# 与えられた指示 1
記録の中から「curb」という文字列を含む行をすべて集め、それぞれ一字も変えずに書き写してください。

____________

木村「その源流というのは、ロックミュージックの先人たちということ?」

後藤「そうですね。でも、同時にその〝接続すべきものは何か?〟という問いも毎度あります。たとえばですが、土偶を目にして美しさを感じたとき、〝これはいったい何に捧げられた美しさなんだろう?〟ということを思いますよね。たぶん時代や意匠が変わっても、宗教的なものか内省的なものなのかわからないけど、芸術や表現って、ある種の美しさに捧げられていて、僕はそういうとこに惹かれるし、そこに手を触れていたい。そういうブラックボックスのようなものに手を突っ込んで、なんらかのイメージを取り出して、それを次の世代にパスし続けている、そんな作業をやってるんだって信じています」

木村「その感覚、よくわかりますね。僕もまさに憲法をつくるってそういうことなんではないかと思っているんです」

後藤「そうなんですか?」

木村「ええ。憲法は最高法規であると同時に、国の長期的な理想や理念を掲げるものです。日本をどういう国にしたいのか、あるいは、世界に対してどんな貢献ができるのかを考えて、まず日本人にとっての美しさや良心のようなものを探し、それをきちんと落とし込んだものである必要があるわけです。これがまさにクラシカルなものに手を突っ込んで持ってくるという感覚ですね。なので、起草にあたっては、その理想を目指すにはどうしたらいいか、うまく条文に落とし込むためにはどうしたらいいかを考えなくてはいけないし、そういった手順で作業を進めていかなくてはいけないんです」

後藤「なるほど」

木村「実際、現行の日本国憲法も、原案はGHQによるものですが、それを翻訳して条文にするプロセスにおいて、日本が民主主義を実現するためにどのような要素を盛り込み、どんな言葉で表現したらいいのか、繰り返し折衝や議論が行われています(※2)。私が自民党の改憲草案にどうしても共感できないのは、そういう崇高なプロセスを決定的に欠いているからだと思うんです。その結果、非常にグロテスクなものができあがってしまう。もっというと、憲法を変えるというのは、具体的には〝条文を書き換える〟という作業になります。それは非常に技術的な問題なので、トレーニングを積んでいない人が条文を作ると、楽譜の書き方を知らない人が楽譜を書いているような、〝あなたが歌ってる曲とは音符がズレてますよ〟っていう状況になりがちなんです」

____________

# 与えられた指示 2
上にある憲法づくりと音楽をめぐる対談について、最後の発言の後に続く部分を書き足してください。

____________

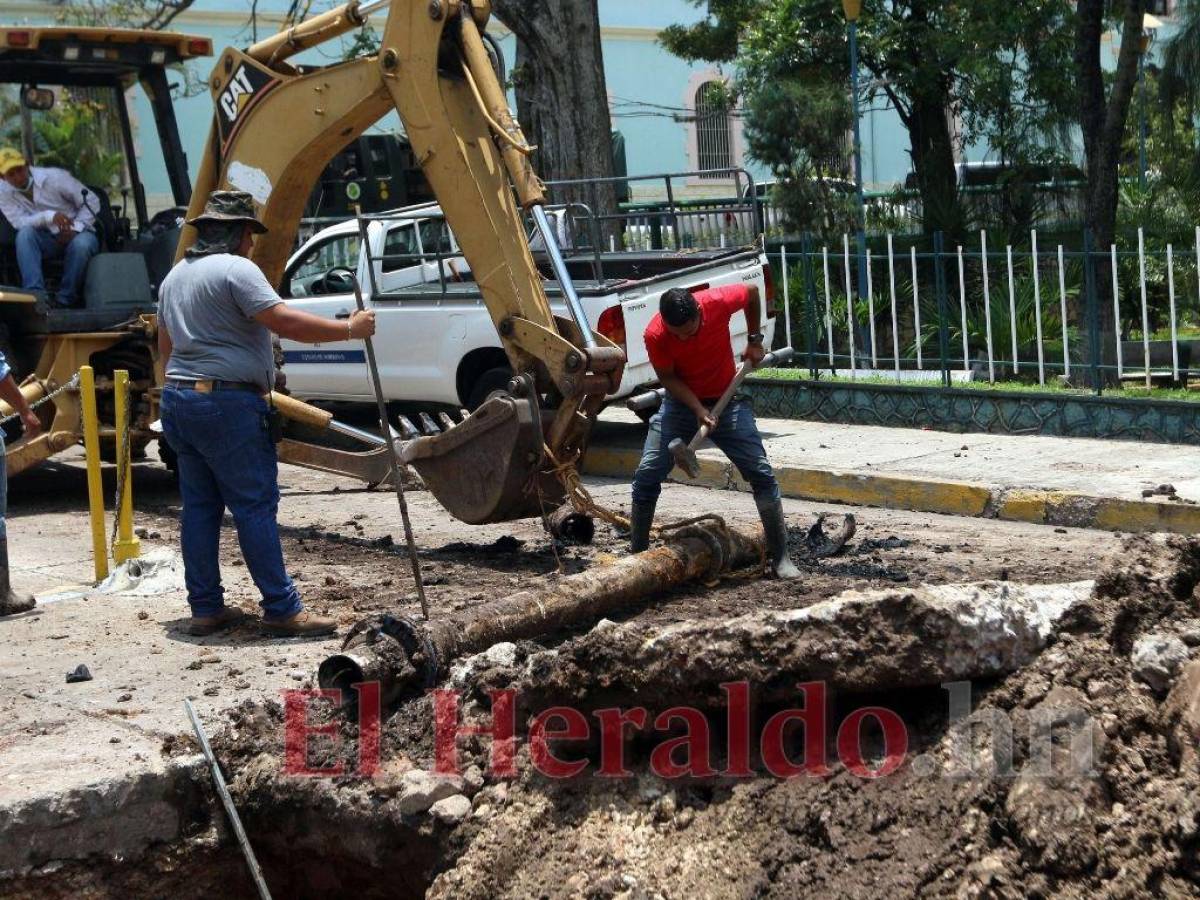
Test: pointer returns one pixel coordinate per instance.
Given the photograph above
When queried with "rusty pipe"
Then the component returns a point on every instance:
(31, 391)
(405, 655)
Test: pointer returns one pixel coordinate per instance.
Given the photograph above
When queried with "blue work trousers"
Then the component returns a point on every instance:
(227, 461)
(37, 244)
(736, 435)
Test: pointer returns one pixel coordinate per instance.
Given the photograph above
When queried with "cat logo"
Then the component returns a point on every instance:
(237, 94)
(241, 88)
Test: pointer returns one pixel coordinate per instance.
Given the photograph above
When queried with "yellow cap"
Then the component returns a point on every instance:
(10, 160)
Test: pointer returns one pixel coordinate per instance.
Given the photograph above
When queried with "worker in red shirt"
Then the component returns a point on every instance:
(691, 352)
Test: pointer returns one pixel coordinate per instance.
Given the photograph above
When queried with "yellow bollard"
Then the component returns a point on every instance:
(127, 546)
(95, 485)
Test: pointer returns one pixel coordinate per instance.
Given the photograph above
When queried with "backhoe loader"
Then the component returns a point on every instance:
(275, 129)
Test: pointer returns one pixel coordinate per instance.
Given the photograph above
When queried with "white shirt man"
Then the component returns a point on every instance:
(52, 219)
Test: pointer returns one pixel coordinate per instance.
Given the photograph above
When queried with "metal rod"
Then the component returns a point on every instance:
(825, 253)
(850, 305)
(1145, 310)
(870, 310)
(1170, 293)
(364, 10)
(1116, 310)
(987, 305)
(256, 871)
(916, 307)
(95, 484)
(1037, 306)
(963, 310)
(787, 295)
(349, 431)
(1062, 298)
(564, 279)
(1012, 309)
(394, 456)
(895, 323)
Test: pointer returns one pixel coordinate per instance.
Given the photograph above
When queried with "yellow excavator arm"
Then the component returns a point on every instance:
(276, 127)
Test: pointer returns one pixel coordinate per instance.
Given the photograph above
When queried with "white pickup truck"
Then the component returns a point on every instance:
(435, 339)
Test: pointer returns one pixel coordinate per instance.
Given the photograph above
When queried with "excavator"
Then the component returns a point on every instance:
(276, 125)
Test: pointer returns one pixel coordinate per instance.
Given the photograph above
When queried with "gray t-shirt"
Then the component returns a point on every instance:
(208, 305)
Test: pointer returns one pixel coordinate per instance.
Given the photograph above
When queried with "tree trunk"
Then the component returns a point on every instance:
(562, 97)
(933, 159)
(1102, 120)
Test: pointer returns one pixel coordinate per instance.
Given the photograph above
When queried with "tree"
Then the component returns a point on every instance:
(147, 15)
(1103, 113)
(562, 97)
(1181, 60)
(933, 60)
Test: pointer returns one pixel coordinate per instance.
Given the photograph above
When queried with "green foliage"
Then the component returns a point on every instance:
(984, 59)
(1181, 60)
(73, 135)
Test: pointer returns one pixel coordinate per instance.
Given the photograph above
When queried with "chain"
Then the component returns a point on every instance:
(72, 384)
(123, 455)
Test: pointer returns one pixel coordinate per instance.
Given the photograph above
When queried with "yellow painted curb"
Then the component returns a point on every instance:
(1116, 515)
(949, 497)
(957, 498)
(1020, 505)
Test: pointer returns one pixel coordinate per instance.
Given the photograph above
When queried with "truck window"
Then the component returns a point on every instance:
(436, 238)
(306, 279)
(400, 249)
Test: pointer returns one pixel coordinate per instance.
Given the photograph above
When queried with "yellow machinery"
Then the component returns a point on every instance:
(276, 126)
(114, 328)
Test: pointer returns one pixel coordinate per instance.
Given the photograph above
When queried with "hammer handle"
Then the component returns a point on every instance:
(719, 406)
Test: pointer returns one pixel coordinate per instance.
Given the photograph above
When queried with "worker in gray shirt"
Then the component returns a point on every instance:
(216, 313)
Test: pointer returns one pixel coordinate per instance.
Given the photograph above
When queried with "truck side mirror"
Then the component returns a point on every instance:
(40, 99)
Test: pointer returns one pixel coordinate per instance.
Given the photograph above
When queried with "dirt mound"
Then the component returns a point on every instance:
(1074, 775)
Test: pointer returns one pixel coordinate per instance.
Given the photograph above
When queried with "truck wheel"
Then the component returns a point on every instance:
(492, 379)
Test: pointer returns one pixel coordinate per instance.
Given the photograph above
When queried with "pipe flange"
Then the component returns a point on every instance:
(413, 639)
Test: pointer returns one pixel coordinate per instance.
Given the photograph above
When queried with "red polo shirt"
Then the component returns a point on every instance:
(705, 361)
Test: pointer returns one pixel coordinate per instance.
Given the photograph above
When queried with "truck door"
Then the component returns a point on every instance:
(312, 283)
(413, 322)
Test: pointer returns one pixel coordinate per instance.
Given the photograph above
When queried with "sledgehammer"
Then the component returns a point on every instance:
(685, 454)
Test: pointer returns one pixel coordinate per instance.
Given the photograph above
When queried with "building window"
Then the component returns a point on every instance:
(714, 137)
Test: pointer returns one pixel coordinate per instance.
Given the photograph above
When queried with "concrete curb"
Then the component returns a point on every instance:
(957, 498)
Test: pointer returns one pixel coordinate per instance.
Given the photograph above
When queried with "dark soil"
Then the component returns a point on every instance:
(937, 827)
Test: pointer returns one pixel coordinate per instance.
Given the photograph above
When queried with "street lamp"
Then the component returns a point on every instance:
(1149, 25)
(852, 10)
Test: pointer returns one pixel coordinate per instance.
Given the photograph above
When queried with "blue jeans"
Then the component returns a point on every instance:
(227, 461)
(37, 244)
(736, 435)
(4, 491)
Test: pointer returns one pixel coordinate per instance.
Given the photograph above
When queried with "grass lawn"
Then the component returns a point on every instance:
(1050, 387)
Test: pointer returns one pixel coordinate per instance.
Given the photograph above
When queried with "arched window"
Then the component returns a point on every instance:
(714, 137)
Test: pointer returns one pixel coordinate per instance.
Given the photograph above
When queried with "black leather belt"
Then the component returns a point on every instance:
(209, 385)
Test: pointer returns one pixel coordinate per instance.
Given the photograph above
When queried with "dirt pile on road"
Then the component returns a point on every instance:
(1077, 774)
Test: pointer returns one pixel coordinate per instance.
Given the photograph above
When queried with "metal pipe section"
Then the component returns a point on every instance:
(402, 663)
(564, 280)
(349, 431)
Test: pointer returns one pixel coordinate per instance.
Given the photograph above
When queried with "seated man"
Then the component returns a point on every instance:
(52, 219)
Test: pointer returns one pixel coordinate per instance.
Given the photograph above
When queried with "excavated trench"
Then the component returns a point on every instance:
(1071, 769)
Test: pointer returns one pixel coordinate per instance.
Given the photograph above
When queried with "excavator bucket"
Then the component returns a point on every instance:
(490, 466)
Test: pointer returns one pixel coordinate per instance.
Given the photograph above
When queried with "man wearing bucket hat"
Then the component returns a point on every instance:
(48, 209)
(216, 313)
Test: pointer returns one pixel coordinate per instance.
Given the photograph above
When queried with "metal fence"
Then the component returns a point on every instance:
(916, 310)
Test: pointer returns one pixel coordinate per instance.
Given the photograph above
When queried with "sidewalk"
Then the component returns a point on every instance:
(1063, 481)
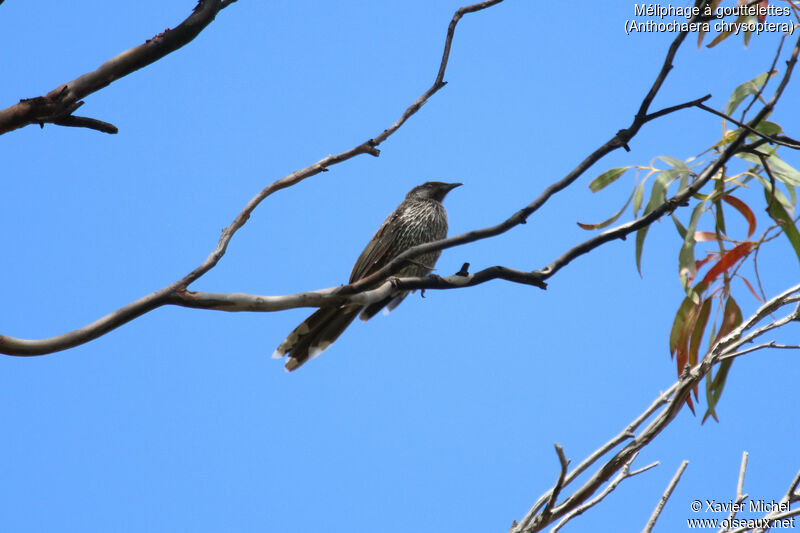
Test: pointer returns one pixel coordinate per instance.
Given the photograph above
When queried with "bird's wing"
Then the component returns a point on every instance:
(379, 250)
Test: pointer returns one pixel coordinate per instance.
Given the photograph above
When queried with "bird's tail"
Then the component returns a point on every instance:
(315, 334)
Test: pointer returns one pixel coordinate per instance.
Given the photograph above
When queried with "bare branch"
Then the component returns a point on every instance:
(664, 497)
(624, 474)
(669, 408)
(551, 501)
(173, 293)
(177, 293)
(57, 106)
(740, 494)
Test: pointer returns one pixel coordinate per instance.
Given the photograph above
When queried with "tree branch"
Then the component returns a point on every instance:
(176, 293)
(670, 404)
(56, 107)
(664, 497)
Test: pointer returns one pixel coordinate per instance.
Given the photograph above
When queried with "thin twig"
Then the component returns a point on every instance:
(740, 494)
(624, 474)
(664, 497)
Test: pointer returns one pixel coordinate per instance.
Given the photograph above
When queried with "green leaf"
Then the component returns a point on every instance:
(687, 268)
(783, 171)
(686, 307)
(778, 194)
(746, 89)
(731, 318)
(769, 128)
(681, 229)
(606, 178)
(657, 197)
(637, 199)
(779, 215)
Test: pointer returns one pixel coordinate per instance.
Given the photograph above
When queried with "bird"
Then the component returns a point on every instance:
(419, 218)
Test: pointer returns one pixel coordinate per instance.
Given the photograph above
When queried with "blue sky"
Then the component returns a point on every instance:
(440, 417)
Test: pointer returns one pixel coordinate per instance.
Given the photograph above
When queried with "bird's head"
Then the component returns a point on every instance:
(432, 190)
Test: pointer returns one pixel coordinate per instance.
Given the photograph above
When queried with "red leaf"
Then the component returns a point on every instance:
(728, 260)
(704, 236)
(699, 264)
(744, 210)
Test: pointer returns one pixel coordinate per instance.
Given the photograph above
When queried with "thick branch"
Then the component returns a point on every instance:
(174, 292)
(56, 107)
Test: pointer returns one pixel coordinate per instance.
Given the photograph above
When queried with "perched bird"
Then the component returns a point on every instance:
(420, 218)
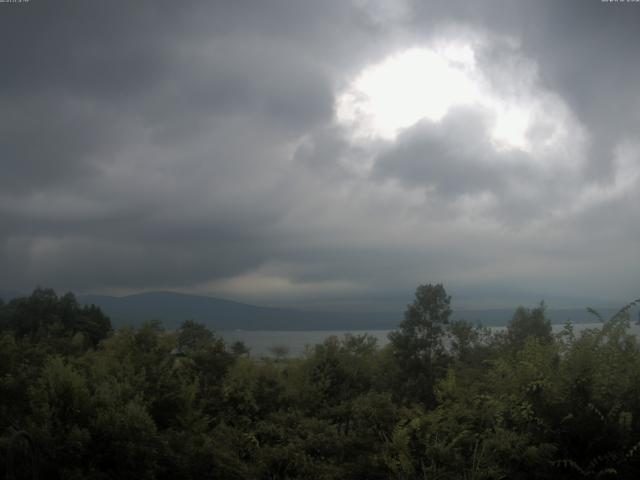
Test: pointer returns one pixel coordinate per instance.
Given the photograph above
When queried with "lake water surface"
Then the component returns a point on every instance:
(260, 342)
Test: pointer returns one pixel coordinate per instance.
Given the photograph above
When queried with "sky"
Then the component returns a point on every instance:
(321, 154)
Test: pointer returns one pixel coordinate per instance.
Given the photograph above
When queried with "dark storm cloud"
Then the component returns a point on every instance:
(182, 144)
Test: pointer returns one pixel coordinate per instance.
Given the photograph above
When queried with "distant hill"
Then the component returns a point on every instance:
(7, 295)
(173, 308)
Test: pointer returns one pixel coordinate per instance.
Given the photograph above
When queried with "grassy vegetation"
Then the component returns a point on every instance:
(443, 400)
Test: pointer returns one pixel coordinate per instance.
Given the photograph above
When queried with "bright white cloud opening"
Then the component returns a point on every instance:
(425, 83)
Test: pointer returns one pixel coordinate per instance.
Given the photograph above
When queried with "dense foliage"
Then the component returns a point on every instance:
(443, 400)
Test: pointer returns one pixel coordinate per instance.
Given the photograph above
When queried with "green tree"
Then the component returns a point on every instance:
(418, 344)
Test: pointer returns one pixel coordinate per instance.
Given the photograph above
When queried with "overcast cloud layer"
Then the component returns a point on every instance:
(200, 147)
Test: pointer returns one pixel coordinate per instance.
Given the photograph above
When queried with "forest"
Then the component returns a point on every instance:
(443, 400)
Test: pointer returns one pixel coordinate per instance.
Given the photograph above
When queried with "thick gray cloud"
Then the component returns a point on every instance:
(196, 146)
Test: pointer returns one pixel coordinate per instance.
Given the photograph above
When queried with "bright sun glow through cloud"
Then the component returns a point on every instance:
(424, 83)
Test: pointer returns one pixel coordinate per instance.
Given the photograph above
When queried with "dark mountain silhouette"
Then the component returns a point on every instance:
(173, 308)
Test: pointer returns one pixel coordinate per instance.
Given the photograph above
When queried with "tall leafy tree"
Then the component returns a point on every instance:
(417, 344)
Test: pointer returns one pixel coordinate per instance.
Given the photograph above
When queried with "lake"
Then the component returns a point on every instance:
(261, 341)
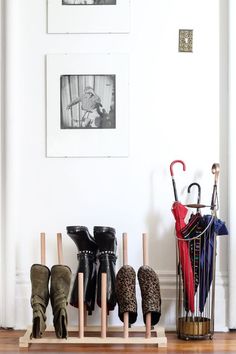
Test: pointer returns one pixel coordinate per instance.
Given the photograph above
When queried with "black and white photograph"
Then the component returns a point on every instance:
(87, 105)
(88, 101)
(88, 2)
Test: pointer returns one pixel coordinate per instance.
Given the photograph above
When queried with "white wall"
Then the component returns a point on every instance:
(174, 114)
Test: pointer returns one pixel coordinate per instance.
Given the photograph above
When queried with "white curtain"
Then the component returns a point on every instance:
(8, 162)
(232, 164)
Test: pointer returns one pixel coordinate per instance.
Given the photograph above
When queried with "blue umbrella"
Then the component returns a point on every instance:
(216, 227)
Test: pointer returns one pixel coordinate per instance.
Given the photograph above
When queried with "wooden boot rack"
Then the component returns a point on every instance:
(102, 334)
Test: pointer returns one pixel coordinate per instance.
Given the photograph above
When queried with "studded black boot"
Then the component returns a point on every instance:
(107, 245)
(87, 250)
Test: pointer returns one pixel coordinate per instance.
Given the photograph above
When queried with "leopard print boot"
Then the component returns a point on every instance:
(150, 291)
(125, 293)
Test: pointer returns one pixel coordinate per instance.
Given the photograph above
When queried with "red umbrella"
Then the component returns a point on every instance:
(180, 211)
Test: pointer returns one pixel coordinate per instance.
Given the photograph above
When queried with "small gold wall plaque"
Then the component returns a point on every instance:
(185, 40)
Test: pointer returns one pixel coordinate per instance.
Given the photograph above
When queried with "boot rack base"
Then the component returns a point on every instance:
(137, 336)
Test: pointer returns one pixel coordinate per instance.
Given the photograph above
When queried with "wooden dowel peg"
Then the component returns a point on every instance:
(125, 262)
(125, 249)
(145, 250)
(81, 304)
(42, 248)
(104, 305)
(145, 262)
(59, 248)
(148, 325)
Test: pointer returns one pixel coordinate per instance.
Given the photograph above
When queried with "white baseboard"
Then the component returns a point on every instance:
(168, 294)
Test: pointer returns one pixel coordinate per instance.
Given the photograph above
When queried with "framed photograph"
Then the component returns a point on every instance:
(88, 16)
(87, 105)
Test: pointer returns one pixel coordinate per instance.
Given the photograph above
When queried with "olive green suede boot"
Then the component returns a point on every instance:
(59, 291)
(39, 276)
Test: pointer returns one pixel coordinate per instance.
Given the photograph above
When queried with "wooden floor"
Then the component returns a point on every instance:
(222, 343)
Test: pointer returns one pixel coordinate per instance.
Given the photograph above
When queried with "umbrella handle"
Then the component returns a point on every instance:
(215, 170)
(173, 163)
(172, 175)
(199, 191)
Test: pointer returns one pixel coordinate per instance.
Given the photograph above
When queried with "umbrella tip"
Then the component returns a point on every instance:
(215, 168)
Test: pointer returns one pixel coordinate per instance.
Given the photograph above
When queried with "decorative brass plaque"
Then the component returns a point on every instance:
(185, 40)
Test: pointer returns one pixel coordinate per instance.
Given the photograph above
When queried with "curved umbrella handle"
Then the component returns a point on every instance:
(172, 176)
(173, 163)
(214, 199)
(199, 190)
(216, 170)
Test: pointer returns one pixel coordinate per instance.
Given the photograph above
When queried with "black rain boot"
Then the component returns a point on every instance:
(59, 291)
(39, 276)
(107, 245)
(87, 250)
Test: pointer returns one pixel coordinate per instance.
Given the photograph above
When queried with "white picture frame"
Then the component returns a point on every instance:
(88, 18)
(87, 141)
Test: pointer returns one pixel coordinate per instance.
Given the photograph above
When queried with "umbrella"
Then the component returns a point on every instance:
(180, 211)
(192, 230)
(214, 227)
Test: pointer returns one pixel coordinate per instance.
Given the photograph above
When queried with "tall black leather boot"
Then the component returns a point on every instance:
(107, 245)
(87, 250)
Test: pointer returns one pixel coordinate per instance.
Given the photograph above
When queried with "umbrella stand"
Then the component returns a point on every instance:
(198, 239)
(196, 325)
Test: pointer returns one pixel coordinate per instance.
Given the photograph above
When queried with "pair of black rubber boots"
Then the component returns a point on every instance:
(96, 255)
(58, 294)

____________

# 期待される回答 1
When queried with "yellow painted curb"
When queried with "concrete curb"

# 期待される回答 2
後藤「僕が自民党の改憲案を読んだときに感じた怖さって、今の話と繋がってくると思うんです。あの草案には、それを誰がどう読むかによって、どのようにも解釈できる言葉が多く含まれているように感じたんですね。例えば、現行憲法の〝公共の福祉〟という言葉が、わかりにくいからっていう理由で〝公益及び公の秩序〟という言葉に書き換えられていますけど、〝公益〟とか〝秩序〟ってすごく定義することが難しいし、その時々によって形が変わる可能性があるものだと思うんです。決して一義的なものじゃないというか」

木村「その通りだと思いますね」

後藤「僕は、条文の中にそういう曖昧な表現や言葉があるのはどうなんだろうと思うんです。条文の中の言葉の曖昧さを後退させると、ある政権はこう読んだけど、別の政権が立ち上がった時にまったく違う読み方をされてしまう、まったく違うふうに読めてしまう可能性が増してしまうわけですよね?」

木村「句読点がひとつ入るかどうかで、意味がまったく変わってくる可能性だってありますからね」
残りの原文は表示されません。